## Begin RECORDS FOR PROCESSING

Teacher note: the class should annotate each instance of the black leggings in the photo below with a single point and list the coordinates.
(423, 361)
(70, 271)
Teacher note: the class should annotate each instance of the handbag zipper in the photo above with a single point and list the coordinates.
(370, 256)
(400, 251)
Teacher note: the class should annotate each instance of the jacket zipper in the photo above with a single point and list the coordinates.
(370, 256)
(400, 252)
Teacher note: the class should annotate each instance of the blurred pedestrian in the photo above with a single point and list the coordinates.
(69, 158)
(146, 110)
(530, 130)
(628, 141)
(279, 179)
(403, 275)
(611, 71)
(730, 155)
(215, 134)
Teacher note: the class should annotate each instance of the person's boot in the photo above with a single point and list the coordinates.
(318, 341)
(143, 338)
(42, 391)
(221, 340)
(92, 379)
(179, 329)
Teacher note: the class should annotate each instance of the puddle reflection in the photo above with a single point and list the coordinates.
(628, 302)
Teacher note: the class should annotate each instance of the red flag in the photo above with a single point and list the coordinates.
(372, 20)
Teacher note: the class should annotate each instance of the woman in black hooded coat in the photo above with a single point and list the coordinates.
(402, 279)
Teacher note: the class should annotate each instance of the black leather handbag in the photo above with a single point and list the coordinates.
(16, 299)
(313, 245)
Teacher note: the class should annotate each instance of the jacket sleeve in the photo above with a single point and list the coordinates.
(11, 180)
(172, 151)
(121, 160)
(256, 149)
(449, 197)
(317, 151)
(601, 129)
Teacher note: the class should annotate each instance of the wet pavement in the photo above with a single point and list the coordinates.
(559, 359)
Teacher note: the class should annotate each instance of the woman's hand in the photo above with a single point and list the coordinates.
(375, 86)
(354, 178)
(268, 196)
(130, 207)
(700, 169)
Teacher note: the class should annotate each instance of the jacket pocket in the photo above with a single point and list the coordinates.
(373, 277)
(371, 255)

## End RECORDS FOR PROCESSING

• CHALLENGE
Please rewrite the rows above as a two-column CSV with the headers text and points. Give one line per row, with each field in double quotes and line breaks replaced by spaces.

• RESULT OF THE TASK
text,points
"Teacher note: the class should annotate each instance of the black leggings in the photo below with a single point and list the coordinates.","(423, 361) (70, 271)"
"Teacher note: the class should annotate each instance of the handbag zipper in the photo above with a single point and list the coordinates.","(370, 256) (400, 251)"
"Teacher note: the class should annotate each instance of the jacket zipper in the photo above with a single point and list the coordinates.","(370, 256) (400, 252)"
"Teacher note: the class should annotate each instance of the blurred pedestrian in the photo above with a single point and list the coordinates.","(69, 158) (146, 110) (530, 130) (628, 141) (279, 179) (403, 275) (611, 71) (730, 155) (215, 134)"
"Teacher note: the class should annotate each instance of the person's boot in the photo above with a single point and list the coordinates.","(318, 341) (143, 338) (42, 391) (221, 340) (92, 379) (179, 329)"
"Teacher note: the class should annotate each instance of the puddle reflection in the photo above with a single point and list the coordinates.","(628, 302)"
"Teacher note: the class should annotate each instance of the red flag in the photo above with a single point and list the coordinates.","(372, 20)"
"Teacher note: the class should annotate each instance of the woman in black hooded coat in the photo above with a single point and list the coordinates.","(402, 279)"
"Teacher note: the class should annotate each instance of the black leather handbag in the photo above with a single point and list the coordinates.","(16, 299) (313, 245)"
"Teacher note: the class should annotate each instance of the jacket sleeve in the photo above with a single point and list the coordinates.","(11, 180) (172, 151) (121, 160) (256, 149) (449, 197) (317, 151) (601, 129)"
"Teacher note: the class should annotate each instance of the wet pavement in the photo above with a single point and list the coordinates.","(559, 359)"
"Teacher note: the class should annotate each instance of the woman's hand in the photo above with a single point and list the coordinates.","(375, 86) (354, 178) (268, 196) (130, 207) (700, 169)"
"Teacher note: the class should annotate each instance of the jacket pocket in the photo above with a single point and list the coordinates.","(373, 277) (371, 255)"